No. 12: Oklahoma Sooners

John Mateer was really, really good at Washington State in 2024. Assuming Mateer is cleared to play after a sports betting controversy in mid-August, could he be the answer for Oklahoma in 2025? Oklahoma's offense was dreadful in 2024. OU averaged 24 points per game as Michael Hawkins replaced Jackson Arnold (now at Auburn) at QB during the season.

The defense did its part last year and allowed just 21.5 points per game and fewer than 5 yards per play. With players like R Mason Thomas (9 sacks) back, along with seven other starters, Oklahoma could be in line for a big year despite a really tough schedule if the offense is simply above average.

No. 11: Michigan Wolverines

You may sense a theme among three of the last four teams. Michigan got eight wins and beat Ohio State and Alabama to end last season despite a passing offense that was one of the worst in the country. That should change in 2025. Even if five-star freshman Bryce Underwood doesn't start right away, former Fresno State QB Mikey Keene should be a significant upgrade.

Last season's defense wasn't as good as it was in 2023, but it was still excellent. Ernest Hausmann and Jaishawn Barham are back at linebacker and Arkansas transfer TJ Metcalf could make a big impact at corner. TJ Guy will be counted on, along with Derrick Moore, to provide the edge rush. A Week 2 matchup between the Wolverines and Sooners should be fascinating.

Object location annotation data
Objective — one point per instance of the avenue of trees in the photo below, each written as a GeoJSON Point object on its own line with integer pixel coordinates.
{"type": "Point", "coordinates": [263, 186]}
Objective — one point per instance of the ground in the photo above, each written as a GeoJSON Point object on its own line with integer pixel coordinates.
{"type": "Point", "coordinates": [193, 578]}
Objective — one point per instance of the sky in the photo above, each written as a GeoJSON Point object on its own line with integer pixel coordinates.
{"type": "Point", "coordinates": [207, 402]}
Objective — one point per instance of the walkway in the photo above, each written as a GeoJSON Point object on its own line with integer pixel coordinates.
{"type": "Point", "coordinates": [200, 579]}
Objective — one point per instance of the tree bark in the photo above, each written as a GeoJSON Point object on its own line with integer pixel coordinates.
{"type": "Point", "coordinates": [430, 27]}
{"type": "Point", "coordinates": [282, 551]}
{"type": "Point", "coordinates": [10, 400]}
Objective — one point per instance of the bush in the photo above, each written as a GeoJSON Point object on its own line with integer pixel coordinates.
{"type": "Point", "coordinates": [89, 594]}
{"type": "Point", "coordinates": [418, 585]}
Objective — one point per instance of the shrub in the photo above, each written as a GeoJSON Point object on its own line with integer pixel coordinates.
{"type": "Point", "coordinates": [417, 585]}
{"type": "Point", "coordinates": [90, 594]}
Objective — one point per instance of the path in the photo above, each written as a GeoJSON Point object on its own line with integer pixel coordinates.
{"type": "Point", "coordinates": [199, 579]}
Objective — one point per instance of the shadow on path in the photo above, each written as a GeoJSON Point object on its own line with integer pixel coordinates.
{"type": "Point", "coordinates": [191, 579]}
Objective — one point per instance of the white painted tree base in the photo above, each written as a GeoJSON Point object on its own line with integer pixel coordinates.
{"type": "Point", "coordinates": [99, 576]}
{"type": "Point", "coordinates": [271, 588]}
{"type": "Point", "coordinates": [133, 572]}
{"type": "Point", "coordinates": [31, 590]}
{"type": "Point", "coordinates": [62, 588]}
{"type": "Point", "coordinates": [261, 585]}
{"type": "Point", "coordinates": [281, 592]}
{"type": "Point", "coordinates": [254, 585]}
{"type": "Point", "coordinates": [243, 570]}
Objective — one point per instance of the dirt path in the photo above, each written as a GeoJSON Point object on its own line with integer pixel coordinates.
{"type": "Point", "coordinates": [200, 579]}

** WHAT IS ASKED **
A – In the college football preview, quote the stretch from "No. 11: Michigan" through "should be fascinating.".
B – Answer these questions from the college football preview:
(i) How many points per game did Oklahoma's defense allow last year?
(ii) Mikey Keene formerly played quarterback for which school?
(iii) TJ Metcalf transferred to Michigan from which school?

** RESULTS **
A –
No. 11: Michigan Wolverines

You may sense a theme among three of the last four teams. Michigan got eight wins and beat Ohio State and Alabama to end last season despite a passing offense that was one of the worst in the country. That should change in 2025. Even if five-star freshman Bryce Underwood doesn't start right away, former Fresno State QB Mikey Keene should be a significant upgrade.

Last season's defense wasn't as good as it was in 2023, but it was still excellent. Ernest Hausmann and Jaishawn Barham are back at linebacker and Arkansas transfer TJ Metcalf could make a big impact at corner. TJ Guy will be counted on, along with Derrick Moore, to provide the edge rush. A Week 2 matchup between the Wolverines and Sooners should be fascinating.

B –
(i) 21.5 points per game
(ii) Fresno State
(iii) Arkansas